(TO DO):
Set out the material below as a Markdown table with the columns Row and Line. Begin with the line containing "Where can you spot the door", continue through the final line of the material, and skip any blank lines.

── RECORDS FOR THIS TASK ──

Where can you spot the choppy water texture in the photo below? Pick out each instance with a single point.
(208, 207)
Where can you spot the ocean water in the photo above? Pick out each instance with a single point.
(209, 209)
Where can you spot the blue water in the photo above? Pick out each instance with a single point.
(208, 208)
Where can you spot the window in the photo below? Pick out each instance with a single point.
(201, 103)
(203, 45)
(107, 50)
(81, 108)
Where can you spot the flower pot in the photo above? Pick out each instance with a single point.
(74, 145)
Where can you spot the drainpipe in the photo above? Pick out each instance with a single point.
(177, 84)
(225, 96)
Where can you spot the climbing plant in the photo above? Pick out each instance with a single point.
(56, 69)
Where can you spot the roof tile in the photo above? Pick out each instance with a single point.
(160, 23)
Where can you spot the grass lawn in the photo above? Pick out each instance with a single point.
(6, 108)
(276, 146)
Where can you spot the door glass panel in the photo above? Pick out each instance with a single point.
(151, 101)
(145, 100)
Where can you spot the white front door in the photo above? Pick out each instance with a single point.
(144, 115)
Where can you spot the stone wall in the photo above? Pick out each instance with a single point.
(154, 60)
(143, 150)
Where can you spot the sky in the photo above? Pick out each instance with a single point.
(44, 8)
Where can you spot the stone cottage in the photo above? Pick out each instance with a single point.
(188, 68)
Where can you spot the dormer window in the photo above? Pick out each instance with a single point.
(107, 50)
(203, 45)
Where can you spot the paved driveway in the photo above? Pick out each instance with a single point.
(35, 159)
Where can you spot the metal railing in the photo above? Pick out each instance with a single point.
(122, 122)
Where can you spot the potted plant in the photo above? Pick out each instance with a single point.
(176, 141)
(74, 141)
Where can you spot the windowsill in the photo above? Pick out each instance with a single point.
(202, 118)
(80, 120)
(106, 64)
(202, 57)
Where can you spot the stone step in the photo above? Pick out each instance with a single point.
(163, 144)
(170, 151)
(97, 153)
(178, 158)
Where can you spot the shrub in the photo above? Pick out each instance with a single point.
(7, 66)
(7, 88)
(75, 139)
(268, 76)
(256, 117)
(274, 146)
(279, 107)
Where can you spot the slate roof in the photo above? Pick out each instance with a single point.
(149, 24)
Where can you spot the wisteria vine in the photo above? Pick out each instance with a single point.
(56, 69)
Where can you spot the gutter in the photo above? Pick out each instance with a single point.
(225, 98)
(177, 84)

───

(OUTPUT OF THE TASK):
| Row | Line |
|---|---|
| 1 | Where can you spot the door glass panel in the photo above? Pick out each instance with a single point. |
| 2 | (151, 101) |
| 3 | (145, 100) |
| 4 | Where can you spot the white front door in the photo above? Pick out each instance with a single point. |
| 5 | (144, 115) |
| 6 | Where can you spot the stone wall in the photo above? Pick out each instance with a single point. |
| 7 | (154, 60) |
| 8 | (143, 150) |
| 9 | Where can you spot the sky in the photo above? Pick out each instance with a single point. |
| 10 | (44, 8) |
| 11 | Where can you spot the stone cottage in the photo above? Pick out each instance with a single point. |
| 12 | (188, 68) |
| 13 | Where can you spot the dormer window in the photo above? Pick out each instance with a single point. |
| 14 | (107, 50) |
| 15 | (203, 45) |
| 16 | Where can you spot the paved driveway in the photo above? Pick out each instance with a single point. |
| 17 | (35, 159) |
| 18 | Where can you spot the metal railing in the photo above? Pick out each instance with a single point. |
| 19 | (122, 122) |
| 20 | Where can you spot the potted plant in the photo above? Pick out each instance with a single point. |
| 21 | (176, 141) |
| 22 | (74, 141) |
| 23 | Where can you spot the windowsill in the photo above? Pick out each instance with a single point. |
| 24 | (202, 118) |
| 25 | (80, 120) |
| 26 | (106, 64) |
| 27 | (202, 57) |
| 28 | Where can you spot the stone step in the photo above? Pick out each instance with a single point. |
| 29 | (163, 144) |
| 30 | (170, 151) |
| 31 | (97, 153) |
| 32 | (178, 158) |
| 33 | Where can you spot the shrub in the photo above? Pick out each instance with a single point. |
| 34 | (7, 66) |
| 35 | (7, 88) |
| 36 | (75, 139) |
| 37 | (268, 76) |
| 38 | (256, 117) |
| 39 | (274, 146) |
| 40 | (279, 107) |
| 41 | Where can you spot the slate roof in the photo above? Pick out each instance with a single point. |
| 42 | (149, 24) |
| 43 | Where can you spot the wisteria vine in the photo above? Pick out each instance with a single point. |
| 44 | (56, 69) |
| 45 | Where can you spot the gutter in the photo above? Pick out each instance with a single point. |
| 46 | (225, 98) |
| 47 | (177, 84) |